Referring expression pointing data:
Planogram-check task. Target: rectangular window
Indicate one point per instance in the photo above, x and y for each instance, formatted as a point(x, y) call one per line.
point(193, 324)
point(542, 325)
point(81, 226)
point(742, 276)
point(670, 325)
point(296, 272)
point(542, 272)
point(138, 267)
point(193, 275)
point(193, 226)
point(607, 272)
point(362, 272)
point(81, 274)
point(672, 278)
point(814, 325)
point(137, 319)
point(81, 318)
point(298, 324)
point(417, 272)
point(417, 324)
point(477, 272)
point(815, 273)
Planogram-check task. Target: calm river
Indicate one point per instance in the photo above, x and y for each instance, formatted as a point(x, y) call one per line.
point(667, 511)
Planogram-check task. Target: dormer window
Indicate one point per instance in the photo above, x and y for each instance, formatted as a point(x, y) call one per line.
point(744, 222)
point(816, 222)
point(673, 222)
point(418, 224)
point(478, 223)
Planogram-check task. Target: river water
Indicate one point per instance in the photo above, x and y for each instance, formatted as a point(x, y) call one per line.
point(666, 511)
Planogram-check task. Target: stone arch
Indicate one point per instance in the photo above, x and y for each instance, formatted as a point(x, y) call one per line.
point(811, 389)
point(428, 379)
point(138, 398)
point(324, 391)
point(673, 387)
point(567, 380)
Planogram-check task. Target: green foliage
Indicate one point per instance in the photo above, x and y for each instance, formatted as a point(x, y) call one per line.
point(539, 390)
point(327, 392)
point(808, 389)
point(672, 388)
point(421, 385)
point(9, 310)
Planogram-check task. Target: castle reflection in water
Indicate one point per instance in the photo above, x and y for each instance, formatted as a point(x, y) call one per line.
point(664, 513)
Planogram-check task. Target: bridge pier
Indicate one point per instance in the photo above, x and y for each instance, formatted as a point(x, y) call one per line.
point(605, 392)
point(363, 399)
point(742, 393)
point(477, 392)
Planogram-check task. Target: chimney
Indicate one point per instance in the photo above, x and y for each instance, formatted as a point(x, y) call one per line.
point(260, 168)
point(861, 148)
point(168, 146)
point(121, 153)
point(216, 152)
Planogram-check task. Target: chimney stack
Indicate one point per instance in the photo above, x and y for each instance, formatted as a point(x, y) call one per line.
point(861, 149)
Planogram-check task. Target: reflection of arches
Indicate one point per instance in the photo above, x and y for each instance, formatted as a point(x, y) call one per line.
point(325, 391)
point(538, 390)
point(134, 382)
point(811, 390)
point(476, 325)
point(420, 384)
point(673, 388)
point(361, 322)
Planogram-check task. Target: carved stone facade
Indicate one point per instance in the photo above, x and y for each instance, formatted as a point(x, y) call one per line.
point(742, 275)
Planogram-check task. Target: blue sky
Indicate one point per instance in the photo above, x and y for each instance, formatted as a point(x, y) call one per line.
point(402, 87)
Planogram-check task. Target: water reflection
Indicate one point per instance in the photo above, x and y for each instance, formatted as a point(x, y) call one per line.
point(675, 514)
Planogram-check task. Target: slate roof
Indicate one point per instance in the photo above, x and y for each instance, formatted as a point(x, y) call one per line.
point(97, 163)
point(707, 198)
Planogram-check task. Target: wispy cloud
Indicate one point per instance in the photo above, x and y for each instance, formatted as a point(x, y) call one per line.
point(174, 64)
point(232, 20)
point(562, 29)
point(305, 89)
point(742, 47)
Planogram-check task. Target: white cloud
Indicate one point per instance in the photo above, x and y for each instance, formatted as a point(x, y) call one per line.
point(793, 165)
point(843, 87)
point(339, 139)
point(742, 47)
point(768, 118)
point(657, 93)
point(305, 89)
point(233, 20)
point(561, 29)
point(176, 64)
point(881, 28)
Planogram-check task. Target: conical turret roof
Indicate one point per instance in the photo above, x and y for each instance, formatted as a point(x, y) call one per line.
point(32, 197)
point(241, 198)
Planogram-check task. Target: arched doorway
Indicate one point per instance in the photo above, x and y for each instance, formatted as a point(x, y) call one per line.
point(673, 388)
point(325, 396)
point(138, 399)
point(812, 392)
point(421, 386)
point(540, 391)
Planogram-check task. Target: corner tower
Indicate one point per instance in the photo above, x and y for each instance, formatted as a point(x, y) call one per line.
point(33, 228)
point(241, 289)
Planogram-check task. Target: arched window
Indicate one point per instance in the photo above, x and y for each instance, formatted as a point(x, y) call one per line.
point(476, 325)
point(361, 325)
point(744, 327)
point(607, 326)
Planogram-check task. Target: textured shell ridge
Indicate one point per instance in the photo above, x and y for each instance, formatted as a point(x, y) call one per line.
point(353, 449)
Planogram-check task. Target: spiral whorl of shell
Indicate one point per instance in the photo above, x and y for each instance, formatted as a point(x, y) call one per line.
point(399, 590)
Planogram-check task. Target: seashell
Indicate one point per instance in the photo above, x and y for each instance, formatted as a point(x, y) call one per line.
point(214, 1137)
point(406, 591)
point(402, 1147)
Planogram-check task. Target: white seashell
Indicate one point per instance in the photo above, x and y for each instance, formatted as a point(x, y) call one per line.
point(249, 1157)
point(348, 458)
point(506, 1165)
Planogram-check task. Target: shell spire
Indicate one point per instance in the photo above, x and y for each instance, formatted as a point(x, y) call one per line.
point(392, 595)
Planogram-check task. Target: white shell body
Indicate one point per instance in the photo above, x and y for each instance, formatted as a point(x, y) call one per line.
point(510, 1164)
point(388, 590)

# YOUR GOAL:
The answer must be every line of the records above that holds the word "reflection".

# ANSWER TO THIS PROBLEM:
Planogram-check task. Target: castle reflection in water
Planogram-check task. Target: reflection of arches
Planogram-check task. Target: water reflection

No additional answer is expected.